▸ Task
In the passage on female unicorns, by how much could US GDP rise if women and men took equal part in the entrepreneurial ecosystem?

▸ Supplied passage
__________
How do we build a country of female unicorns?

Unicorns are mystical creatures that make our dreams come true. In Silicon Valley, they are mystical billion dollar valued tech companies that make all their money dreams come true. Unfortunately, only four of them have been created by female founders. This is discouraging for me—why is it that there are so few women owned companies scaling to this level?

Here’s why: Women are only getting 7 percent of venture capital and only 7 percent of stories in the media are about women founders.

But I rather see this as an opportunity than a problem. Why? If women and men participated equally in the entrepreneurial ecosystem, the United States’ GDP could rise by $30 billion. That would be a significant boost for our economy. So how do we accomplish this?

Over the past months Dell, in partnership with Deloitte and Vanity Fair, curated a series of moderated conversations in New York, Chicago and San Francisco with some of the most influential people in our country to put forth a suite of recommendations that can help enhance women’s entrepreneurship in the United States. The suggestions for the necessary elements for success for women entrepreneurs focus on access to capital, expanding and supporting networks and markets, and addressing the changing face of business through technology.
__________
(Entries from a point-annotation set)
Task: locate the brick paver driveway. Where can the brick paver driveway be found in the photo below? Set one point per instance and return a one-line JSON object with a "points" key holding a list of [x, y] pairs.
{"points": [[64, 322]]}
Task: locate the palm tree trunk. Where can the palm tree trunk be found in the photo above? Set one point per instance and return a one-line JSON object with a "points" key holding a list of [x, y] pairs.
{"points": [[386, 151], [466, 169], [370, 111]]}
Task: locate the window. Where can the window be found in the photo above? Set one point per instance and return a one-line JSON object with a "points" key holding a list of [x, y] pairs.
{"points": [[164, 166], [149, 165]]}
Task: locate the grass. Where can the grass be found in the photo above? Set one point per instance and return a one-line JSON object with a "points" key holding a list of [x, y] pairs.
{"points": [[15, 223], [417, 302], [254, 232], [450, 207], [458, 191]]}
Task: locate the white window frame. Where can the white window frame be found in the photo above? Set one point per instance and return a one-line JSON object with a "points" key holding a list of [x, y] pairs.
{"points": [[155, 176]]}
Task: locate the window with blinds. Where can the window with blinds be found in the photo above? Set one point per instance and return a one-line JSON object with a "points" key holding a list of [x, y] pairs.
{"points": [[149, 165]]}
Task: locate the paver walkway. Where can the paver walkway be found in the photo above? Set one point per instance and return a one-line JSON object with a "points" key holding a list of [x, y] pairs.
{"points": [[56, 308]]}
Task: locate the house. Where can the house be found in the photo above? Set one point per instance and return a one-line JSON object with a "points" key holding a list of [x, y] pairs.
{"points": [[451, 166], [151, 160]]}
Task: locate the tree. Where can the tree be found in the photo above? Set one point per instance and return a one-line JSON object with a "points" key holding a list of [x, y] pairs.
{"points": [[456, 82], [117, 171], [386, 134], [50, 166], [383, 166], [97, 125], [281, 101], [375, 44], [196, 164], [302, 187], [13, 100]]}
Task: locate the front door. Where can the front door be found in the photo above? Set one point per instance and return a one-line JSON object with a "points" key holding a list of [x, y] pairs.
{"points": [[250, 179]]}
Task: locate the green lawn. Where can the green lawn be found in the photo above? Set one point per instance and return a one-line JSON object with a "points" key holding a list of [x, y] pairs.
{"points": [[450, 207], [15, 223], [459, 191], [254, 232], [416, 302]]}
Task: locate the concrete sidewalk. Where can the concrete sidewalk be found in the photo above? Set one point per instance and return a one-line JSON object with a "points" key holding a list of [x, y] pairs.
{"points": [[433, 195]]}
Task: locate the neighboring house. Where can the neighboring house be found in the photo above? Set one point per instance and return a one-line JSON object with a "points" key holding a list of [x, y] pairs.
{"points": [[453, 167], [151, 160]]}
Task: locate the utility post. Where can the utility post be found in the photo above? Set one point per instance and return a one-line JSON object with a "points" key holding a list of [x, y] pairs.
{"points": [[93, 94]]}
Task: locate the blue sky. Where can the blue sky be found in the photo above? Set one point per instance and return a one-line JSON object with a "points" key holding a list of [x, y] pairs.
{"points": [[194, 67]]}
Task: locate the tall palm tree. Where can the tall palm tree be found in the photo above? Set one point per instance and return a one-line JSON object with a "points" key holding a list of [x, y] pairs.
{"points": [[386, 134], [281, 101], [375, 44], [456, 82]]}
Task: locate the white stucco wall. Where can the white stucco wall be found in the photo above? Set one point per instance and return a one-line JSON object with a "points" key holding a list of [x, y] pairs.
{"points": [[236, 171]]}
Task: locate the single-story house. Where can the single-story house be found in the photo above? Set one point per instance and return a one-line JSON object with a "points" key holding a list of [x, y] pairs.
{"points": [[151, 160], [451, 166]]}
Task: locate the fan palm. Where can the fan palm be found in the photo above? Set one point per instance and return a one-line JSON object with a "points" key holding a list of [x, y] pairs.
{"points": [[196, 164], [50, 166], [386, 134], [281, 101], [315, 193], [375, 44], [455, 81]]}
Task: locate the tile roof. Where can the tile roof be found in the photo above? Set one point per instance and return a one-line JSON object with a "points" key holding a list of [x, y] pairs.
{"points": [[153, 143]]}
__________
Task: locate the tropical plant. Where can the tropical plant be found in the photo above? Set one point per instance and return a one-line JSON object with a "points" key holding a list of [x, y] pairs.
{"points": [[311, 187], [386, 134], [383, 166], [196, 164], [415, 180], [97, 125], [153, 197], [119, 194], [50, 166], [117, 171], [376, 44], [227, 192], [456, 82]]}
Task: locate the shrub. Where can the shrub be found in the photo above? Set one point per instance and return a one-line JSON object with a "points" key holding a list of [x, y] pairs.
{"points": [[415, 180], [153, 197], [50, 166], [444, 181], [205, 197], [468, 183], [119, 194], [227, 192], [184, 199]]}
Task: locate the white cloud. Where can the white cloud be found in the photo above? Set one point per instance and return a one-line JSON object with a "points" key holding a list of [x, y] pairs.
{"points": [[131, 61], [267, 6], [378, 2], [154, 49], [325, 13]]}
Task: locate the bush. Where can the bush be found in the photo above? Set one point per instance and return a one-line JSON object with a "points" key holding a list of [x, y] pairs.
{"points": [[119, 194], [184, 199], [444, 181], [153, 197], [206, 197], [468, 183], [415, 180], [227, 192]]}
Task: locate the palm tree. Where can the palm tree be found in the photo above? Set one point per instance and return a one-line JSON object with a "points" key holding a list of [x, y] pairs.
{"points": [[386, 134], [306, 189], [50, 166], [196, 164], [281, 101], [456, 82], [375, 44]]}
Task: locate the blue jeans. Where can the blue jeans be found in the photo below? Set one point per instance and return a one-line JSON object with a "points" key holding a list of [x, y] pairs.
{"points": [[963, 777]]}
__________
▸ Full answer
$30 billion